Reproduce every row below verbatim, keeping each character and line break unchanged.

== Recorded data

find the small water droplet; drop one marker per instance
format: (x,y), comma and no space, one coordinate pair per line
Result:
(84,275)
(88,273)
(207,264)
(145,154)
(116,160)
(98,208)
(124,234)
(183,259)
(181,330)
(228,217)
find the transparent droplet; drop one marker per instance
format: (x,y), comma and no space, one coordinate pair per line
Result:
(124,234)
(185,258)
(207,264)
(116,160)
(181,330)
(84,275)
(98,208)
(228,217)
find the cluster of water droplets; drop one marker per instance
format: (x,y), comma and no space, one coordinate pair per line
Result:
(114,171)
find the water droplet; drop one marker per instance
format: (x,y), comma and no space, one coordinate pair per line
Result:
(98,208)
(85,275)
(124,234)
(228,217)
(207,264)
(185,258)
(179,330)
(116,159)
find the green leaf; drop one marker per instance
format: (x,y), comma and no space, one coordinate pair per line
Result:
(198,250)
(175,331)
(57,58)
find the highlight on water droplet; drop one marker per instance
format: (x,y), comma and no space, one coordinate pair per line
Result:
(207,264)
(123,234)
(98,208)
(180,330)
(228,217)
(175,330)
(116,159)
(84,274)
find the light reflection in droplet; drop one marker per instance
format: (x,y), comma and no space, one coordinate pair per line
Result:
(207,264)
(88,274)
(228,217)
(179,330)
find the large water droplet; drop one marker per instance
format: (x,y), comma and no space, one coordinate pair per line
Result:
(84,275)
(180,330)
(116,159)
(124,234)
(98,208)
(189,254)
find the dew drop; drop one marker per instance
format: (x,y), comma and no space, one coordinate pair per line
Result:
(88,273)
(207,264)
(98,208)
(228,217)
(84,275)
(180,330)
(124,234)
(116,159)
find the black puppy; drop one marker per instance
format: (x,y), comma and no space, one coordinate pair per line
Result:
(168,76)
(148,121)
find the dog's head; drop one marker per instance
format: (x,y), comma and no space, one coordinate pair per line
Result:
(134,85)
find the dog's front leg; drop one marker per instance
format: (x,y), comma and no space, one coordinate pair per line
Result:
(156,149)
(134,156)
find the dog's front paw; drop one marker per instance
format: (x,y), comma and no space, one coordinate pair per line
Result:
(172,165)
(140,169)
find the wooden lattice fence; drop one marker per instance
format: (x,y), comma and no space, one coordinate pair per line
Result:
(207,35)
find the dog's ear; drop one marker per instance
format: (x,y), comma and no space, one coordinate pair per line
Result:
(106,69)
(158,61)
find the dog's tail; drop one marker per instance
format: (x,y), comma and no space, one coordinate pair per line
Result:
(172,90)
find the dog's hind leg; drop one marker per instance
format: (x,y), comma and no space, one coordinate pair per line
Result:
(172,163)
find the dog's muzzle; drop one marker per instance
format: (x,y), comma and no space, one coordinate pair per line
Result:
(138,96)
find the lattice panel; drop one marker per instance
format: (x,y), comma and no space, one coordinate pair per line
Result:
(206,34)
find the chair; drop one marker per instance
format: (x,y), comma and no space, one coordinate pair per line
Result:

====

> Expected answer:
find the small water droplet; drop one marker per instance
format: (x,y), comma and no space, one coordinate pair per line
Result:
(84,275)
(88,273)
(207,264)
(145,154)
(116,160)
(98,208)
(124,234)
(183,259)
(181,330)
(228,217)
find the transparent droplet; drop one marker per instance
format: (x,y), comma and no space, one coordinate pair per line
Result:
(124,234)
(185,258)
(207,264)
(116,160)
(181,330)
(84,275)
(98,208)
(228,217)
find the cluster of water droplets; drop one marker per instance
format: (x,y), comma and no space, one coordinate pair per line
Result:
(114,171)
find the water droplet; drop one marker per instance
format: (x,y), comma and no space, one coordinate pair per line
Result:
(98,208)
(85,275)
(124,234)
(228,217)
(207,264)
(185,258)
(179,330)
(116,159)
find the green leaf; drop one marker per instance
format: (x,y), comma and no space, one coordinate pair per line
Result:
(198,250)
(175,331)
(57,58)
find the highlight on water droplet; drop one marker per instance
format: (x,y), comma and no space, one coordinate pair per line
Result:
(207,264)
(123,234)
(98,208)
(180,330)
(228,217)
(175,330)
(116,159)
(84,274)
find the light reflection in droplet; drop one marker per instance
format: (x,y), comma and no space, one coordinate pair per line
Result:
(207,264)
(88,274)
(228,217)
(179,330)
find the large water droplet; drop one marker per instance
format: (x,y), comma and no space, one coordinate pair per line
Result:
(84,275)
(180,330)
(116,159)
(124,234)
(98,208)
(189,254)
find the dew drop; drop one marker per instance
format: (x,y), comma and no space, one coordinate pair per line
Result:
(88,273)
(207,264)
(98,208)
(228,217)
(84,275)
(180,330)
(124,234)
(116,159)
find the black puppy; drop one marker per instance
format: (x,y), comma and no space, one coordinate pair per line
Result:
(168,76)
(148,121)
find the dog's head; drop one marker per instance
format: (x,y), comma and no space, one coordinate pair per line
Result:
(134,85)
find the dog's front leg; drop one marker per instance
format: (x,y), comma and no space, one coordinate pair per line
Result:
(156,149)
(134,156)
find the dog's front paw; drop one marker per instance
format: (x,y), comma and no space, one coordinate pair per line
Result:
(172,165)
(140,169)
find the wooden lattice fence; drop one marker per instance
format: (x,y), comma and no space, one coordinate pair per line
Result:
(207,35)
find the dog's ear; drop one marker per instance
format: (x,y), comma and no space, one coordinate pair per line
Result:
(106,69)
(158,61)
find the dog's tail; drop one marker per instance
format: (x,y), comma and no space, one coordinate pair per line
Result:
(172,90)
find the dog's hind leg; drop one marker per instance
format: (x,y), comma and no space, one coordinate pair per line
Result:
(172,163)
find the dog's muzzle; drop one marker per instance
format: (x,y), comma and no space, one coordinate pair per line
Result:
(138,96)
find the lattice panel; drop one marker per instance
format: (x,y), comma and no space, one coordinate pair per line
Result:
(206,34)
find the chair; drop one marker per instance
format: (x,y), comma and no space, one coordinate pair per line
Result:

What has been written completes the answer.